▸ **What you should do**: Repeat exactly the lines beginning at the one that contains "Where can the red and" and running to the end of the material. Omit the pictures.

▸ **Information supplied**:
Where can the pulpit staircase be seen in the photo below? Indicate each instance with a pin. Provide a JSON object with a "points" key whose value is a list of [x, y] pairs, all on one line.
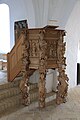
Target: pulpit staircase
{"points": [[10, 93]]}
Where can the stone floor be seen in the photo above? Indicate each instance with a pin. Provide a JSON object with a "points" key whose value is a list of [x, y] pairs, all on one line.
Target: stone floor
{"points": [[67, 111]]}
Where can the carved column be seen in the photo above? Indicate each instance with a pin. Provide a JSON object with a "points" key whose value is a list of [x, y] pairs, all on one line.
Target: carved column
{"points": [[42, 70], [24, 85], [62, 77]]}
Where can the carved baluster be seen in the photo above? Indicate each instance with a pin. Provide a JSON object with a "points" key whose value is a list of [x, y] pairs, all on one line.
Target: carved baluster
{"points": [[24, 85], [42, 70], [62, 78]]}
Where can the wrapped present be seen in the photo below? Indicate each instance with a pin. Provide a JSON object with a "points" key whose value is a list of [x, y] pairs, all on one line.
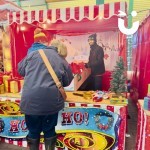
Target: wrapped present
{"points": [[2, 89], [6, 77], [77, 68], [14, 85]]}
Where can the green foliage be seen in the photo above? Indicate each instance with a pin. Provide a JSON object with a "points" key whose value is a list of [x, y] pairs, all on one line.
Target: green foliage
{"points": [[118, 78]]}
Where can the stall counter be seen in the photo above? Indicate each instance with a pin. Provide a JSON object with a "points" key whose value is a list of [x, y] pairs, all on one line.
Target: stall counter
{"points": [[143, 127], [113, 136]]}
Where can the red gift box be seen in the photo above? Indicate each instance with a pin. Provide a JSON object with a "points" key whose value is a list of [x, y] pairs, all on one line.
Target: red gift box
{"points": [[18, 82]]}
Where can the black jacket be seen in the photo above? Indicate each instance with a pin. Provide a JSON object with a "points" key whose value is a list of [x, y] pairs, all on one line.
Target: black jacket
{"points": [[96, 60], [40, 96]]}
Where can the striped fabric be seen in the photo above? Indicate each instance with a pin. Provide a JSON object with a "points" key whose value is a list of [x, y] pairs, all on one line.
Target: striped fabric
{"points": [[65, 14], [121, 110]]}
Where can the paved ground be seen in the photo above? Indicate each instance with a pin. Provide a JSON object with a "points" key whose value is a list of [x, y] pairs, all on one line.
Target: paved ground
{"points": [[130, 141]]}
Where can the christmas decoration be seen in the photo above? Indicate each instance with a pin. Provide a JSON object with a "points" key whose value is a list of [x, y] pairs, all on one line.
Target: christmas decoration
{"points": [[118, 81]]}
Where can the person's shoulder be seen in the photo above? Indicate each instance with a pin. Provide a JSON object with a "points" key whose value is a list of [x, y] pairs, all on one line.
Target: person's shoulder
{"points": [[99, 48]]}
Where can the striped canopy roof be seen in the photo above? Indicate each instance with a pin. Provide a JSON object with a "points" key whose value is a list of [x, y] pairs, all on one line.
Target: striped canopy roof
{"points": [[77, 14]]}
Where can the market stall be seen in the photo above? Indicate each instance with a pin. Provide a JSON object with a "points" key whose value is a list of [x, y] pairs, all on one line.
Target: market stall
{"points": [[143, 128], [140, 60], [89, 120]]}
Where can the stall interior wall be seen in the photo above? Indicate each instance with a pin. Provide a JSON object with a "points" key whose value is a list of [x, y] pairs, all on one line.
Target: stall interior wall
{"points": [[113, 43], [141, 61]]}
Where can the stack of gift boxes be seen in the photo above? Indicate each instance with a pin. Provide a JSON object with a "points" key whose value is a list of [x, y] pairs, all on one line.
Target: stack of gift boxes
{"points": [[147, 100], [8, 84]]}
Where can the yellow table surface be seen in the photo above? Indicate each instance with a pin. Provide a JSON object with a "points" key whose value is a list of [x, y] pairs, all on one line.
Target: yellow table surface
{"points": [[141, 102], [70, 98]]}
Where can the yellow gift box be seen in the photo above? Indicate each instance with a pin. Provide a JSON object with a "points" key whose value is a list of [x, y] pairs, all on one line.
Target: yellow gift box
{"points": [[5, 81], [14, 87], [21, 83], [2, 89]]}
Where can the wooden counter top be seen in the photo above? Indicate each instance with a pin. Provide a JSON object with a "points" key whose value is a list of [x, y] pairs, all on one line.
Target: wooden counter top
{"points": [[141, 102]]}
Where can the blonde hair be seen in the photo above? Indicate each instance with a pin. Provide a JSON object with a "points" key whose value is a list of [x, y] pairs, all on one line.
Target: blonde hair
{"points": [[61, 48]]}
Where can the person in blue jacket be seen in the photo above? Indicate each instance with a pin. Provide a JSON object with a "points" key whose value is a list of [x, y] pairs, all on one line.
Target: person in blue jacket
{"points": [[41, 100], [96, 63]]}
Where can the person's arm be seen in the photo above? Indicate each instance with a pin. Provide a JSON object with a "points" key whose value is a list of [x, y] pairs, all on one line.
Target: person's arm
{"points": [[21, 66], [67, 75], [23, 63]]}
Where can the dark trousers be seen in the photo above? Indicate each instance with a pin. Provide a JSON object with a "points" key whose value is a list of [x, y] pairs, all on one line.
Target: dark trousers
{"points": [[37, 124]]}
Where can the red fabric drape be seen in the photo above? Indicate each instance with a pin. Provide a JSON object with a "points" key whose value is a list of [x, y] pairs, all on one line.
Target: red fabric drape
{"points": [[141, 60]]}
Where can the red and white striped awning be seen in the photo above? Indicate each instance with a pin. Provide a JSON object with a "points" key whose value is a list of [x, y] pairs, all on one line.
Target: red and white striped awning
{"points": [[93, 12], [5, 7]]}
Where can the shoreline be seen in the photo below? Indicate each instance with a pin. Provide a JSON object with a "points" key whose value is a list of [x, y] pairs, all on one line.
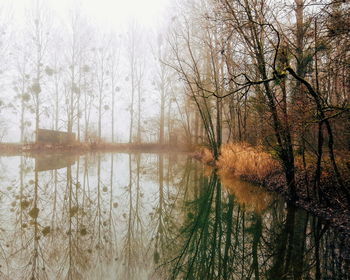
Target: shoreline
{"points": [[332, 209], [14, 149]]}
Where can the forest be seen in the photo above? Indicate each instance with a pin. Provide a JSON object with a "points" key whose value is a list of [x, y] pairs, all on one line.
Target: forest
{"points": [[257, 90]]}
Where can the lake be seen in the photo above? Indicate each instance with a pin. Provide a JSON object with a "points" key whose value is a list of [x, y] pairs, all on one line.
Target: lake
{"points": [[153, 216]]}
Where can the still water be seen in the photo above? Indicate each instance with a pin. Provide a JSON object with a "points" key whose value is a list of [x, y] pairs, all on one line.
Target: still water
{"points": [[152, 216]]}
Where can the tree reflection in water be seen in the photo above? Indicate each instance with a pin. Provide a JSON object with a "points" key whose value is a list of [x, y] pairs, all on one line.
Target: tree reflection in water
{"points": [[144, 216]]}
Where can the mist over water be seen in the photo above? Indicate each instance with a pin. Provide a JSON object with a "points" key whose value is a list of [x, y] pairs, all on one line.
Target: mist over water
{"points": [[152, 216]]}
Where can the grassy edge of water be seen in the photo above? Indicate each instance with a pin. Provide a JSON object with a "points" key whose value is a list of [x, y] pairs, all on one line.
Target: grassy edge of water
{"points": [[81, 147], [254, 165]]}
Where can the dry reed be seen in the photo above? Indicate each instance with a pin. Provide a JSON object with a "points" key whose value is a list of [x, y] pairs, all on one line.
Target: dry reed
{"points": [[241, 159]]}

▸ **Task output**:
Where can the red and white striped awning be seen in the photo above? Indicate each instance with a pin. Provide a JSON object with a "points" key whose value is a list of [x, y] pairs, all on one line.
Target: red and white striped awning
{"points": [[93, 12], [5, 7]]}
Where can the shoreline be seen in the photo below? Indicate each instance with a pin. Provide a JSON object with a "points" key whose value is a list of [x, y] pairs, all on one line.
Target: shoreline
{"points": [[332, 209], [14, 149]]}
Where can the forest be seen in the photo above? Indicate each instance with a pin. Provide a JSON object with a "points" key whose value is a list of [x, y] pairs, all on one line.
Target: forest
{"points": [[257, 90]]}
Where can the lake be seen in the photo above? Indicate each instance with a pin. Provide a JSON object with a "points" key whose value is a list of [x, y] pairs, all on one line.
Target: lake
{"points": [[153, 216]]}
Where can the still water be seen in the photo above? Indicate each instance with a pin. Provide a JSON object with a "points" key whose value is a list of [x, y] pairs, all on one line.
Target: still water
{"points": [[152, 216]]}
Where can the tree reflection in water be seen in the photo above? Indicate each instance with a pin. Provide a JSON object with a "points" key whose value is a list of [x, y] pairs, all on one line.
Target: tree reflection in water
{"points": [[144, 216]]}
Where can the mist over water be seen in the photo above? Indicate each instance with a pin. Provide a JSON object with a "points" key whose value is a list of [x, y] pairs, all on one line.
Target: mist over water
{"points": [[152, 216]]}
Where can the grassy edge of water be seen in the photo above? Indicate each instance with a pin. Provide a JSON object with a "points" key whose value is a list of [x, y] pairs, all on one line.
Target: grassy edge of water
{"points": [[81, 147], [254, 165]]}
Where can the dry reed be seen in the photo above? Indicate each instance with a pin. Provide a JSON object with a "points" key whose value is a list of [x, y] pairs, all on one line.
Target: dry reed
{"points": [[241, 159]]}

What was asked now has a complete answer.